Excerpts of bounding box data
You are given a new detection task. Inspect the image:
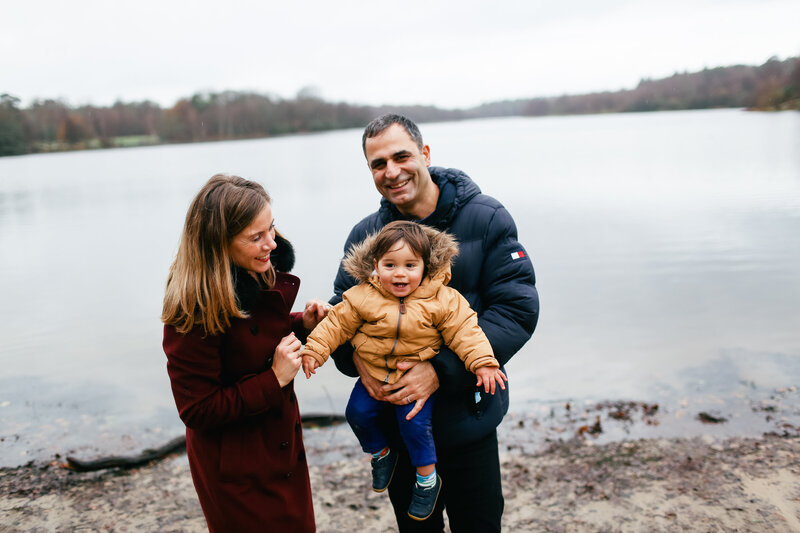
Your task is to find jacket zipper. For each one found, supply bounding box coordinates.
[383,297,406,383]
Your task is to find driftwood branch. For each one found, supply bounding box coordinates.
[62,415,344,472]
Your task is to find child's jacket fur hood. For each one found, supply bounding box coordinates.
[342,224,458,285]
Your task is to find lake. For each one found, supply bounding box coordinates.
[0,110,800,466]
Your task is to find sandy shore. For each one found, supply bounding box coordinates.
[0,428,800,533]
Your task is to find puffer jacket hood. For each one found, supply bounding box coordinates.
[342,224,458,285]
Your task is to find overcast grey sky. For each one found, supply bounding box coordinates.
[0,0,800,108]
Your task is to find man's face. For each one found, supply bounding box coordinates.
[364,124,433,214]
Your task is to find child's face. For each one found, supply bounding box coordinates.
[375,241,425,298]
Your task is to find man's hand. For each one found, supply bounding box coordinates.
[302,355,319,379]
[475,366,508,394]
[353,353,385,402]
[383,361,439,420]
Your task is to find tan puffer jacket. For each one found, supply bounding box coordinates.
[303,225,500,383]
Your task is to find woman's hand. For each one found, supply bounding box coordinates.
[303,298,331,331]
[272,333,302,388]
[475,366,508,394]
[383,361,439,420]
[303,355,319,379]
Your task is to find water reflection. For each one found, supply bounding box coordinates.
[0,110,800,464]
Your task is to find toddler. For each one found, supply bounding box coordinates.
[302,221,507,520]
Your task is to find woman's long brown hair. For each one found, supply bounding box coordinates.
[161,174,275,335]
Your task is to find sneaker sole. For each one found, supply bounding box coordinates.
[408,475,442,522]
[372,459,400,492]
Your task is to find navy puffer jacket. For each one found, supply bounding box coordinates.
[330,167,539,448]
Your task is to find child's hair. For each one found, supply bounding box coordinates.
[370,220,431,273]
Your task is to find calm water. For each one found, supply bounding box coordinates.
[0,110,800,466]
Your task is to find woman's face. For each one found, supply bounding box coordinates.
[229,204,276,277]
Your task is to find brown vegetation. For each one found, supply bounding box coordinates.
[0,58,800,156]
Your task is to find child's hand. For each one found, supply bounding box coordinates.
[303,355,319,379]
[476,366,508,394]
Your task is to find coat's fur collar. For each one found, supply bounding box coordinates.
[342,224,458,283]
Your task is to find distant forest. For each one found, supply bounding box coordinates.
[0,57,800,156]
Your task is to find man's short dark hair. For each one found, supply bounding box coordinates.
[361,113,425,155]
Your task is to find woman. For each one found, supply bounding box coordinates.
[161,175,327,532]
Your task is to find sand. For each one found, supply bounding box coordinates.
[0,433,800,533]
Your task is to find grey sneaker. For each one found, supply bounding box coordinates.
[371,448,397,492]
[408,474,442,520]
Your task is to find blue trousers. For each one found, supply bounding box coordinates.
[345,379,437,467]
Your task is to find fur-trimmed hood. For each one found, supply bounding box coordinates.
[342,224,458,285]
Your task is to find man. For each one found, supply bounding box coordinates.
[330,114,539,533]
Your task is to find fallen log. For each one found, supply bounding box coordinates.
[61,414,345,472]
[61,435,186,472]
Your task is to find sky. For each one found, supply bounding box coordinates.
[0,0,800,108]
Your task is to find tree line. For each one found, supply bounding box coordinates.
[0,58,800,156]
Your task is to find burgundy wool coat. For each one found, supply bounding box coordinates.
[164,271,315,532]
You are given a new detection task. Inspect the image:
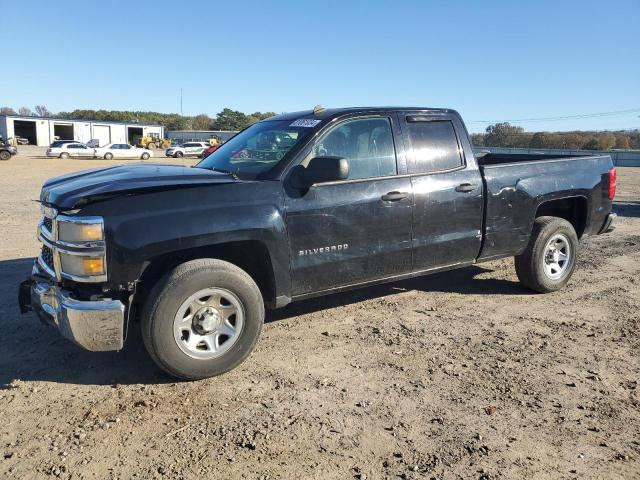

■ GOAL: Write out all the records again, replacing "supply" with "provide" and leaving everything else unchanged. Leave the pictures out of your answer.

■ EXERCISE RESULT:
You are given a new detection task. Inspect the image:
Your task is to find jacket zipper. For each one found, provide bounding box coordinates.
[383,297,406,383]
Your task is to find driftwood branch. For each one found, provide bounding box coordinates.
[62,415,344,472]
Your task is to find child's jacket fur hood. For each one found, provide bounding box coordinates.
[342,224,458,285]
Your task is to find lake. For each one found, provide bounding box coordinates.
[0,110,800,466]
Your task is to find sandy shore. For each one found, provide bounding box coordinates.
[0,428,800,533]
Your task is to find puffer jacket hood. For each one found, provide bounding box coordinates.
[342,224,458,285]
Your task is to find overcast grey sky. For each one found, provide bounding box coordinates.
[0,0,800,108]
Your task is to find man's face. For each one found, provide bounding box coordinates.
[364,124,433,214]
Your task is to find child's face. For each one found, provide bounding box coordinates.
[375,241,425,298]
Your task is to find man's hand. For each one found, provide bounding box coordinates.
[302,355,319,379]
[475,366,508,394]
[353,353,385,402]
[383,361,439,420]
Your task is to find tan puffer jacket. For each one found, provide bounding box coordinates.
[303,225,500,383]
Your task is to find woman's hand. For each one found, provide bounding box coordinates.
[303,298,331,331]
[272,333,302,388]
[475,366,508,394]
[383,361,439,420]
[303,355,319,379]
Your task is to find water reflection. For each one found, provide bounding box coordinates.
[0,110,800,464]
Your task is to find toddler. For each one found, provide bounding box coordinates.
[302,221,507,520]
Your task is to find woman's long brown hair. For each one found, provide bounding box coordinates.
[161,174,275,335]
Your task is to find sneaker sole. For each one found, provide bounding box coordinates.
[408,475,442,522]
[372,459,400,492]
Your task is to find navy puffer jacket. For each one found, provide bounding box coordinates.
[330,167,539,448]
Your task is to find child's hair. For each one found, provide bounding box coordinates.
[370,220,431,273]
Your task is to find calm water. For each one found, provide bounding box coordinates.
[0,110,800,466]
Your task is to find woman's face. For each one found, provide bounding box coordinates.
[229,204,276,277]
Your task is to find brown vegetation. For each one found, provide bounding box coordinates.
[0,58,800,156]
Your task is to find child's hand. For each one found, provide bounding box coordinates.
[303,355,319,379]
[476,366,508,394]
Your task is to find coat's fur collar. For each one found, provide bounding box coordinates.
[342,224,458,283]
Your task is to find distant forest. For each one found, provide bounding box coordinates.
[0,57,800,156]
Your task is to find man's short dark hair. For each one found, provide bounding box coordinates.
[361,113,425,155]
Your task is to find woman. For each one found, provide bounding box coordinates.
[161,175,327,532]
Your task is to find sand. For each one found, provide bounding box coordinates.
[0,433,800,533]
Your task is to find grey sneaker. For each one found, provide bounding box coordinates.
[371,448,397,492]
[408,474,442,520]
Your task is to find blue trousers. For each one found, provide bounding box coordinates.
[345,379,437,467]
Your task is to find fur-trimmed hood. For each one found, provide bounding box coordinates.
[342,224,458,285]
Your task is to find man. For each one found, provide bounding box coordinates.
[330,114,539,533]
Your task is to find fallen log. For each one found, provide bounding box coordinates.
[61,414,345,472]
[61,435,186,472]
Your task is to find sky. For each one found, provide bounding box coordinates.
[0,0,800,108]
Your task is to find tree line. For each one found, provide bounding box coordinates.
[0,58,800,156]
Your task is to find burgundy wool coat. For each one found, provide bounding box coordinates.
[164,271,315,532]
You are given a new detection task. Inspect the image:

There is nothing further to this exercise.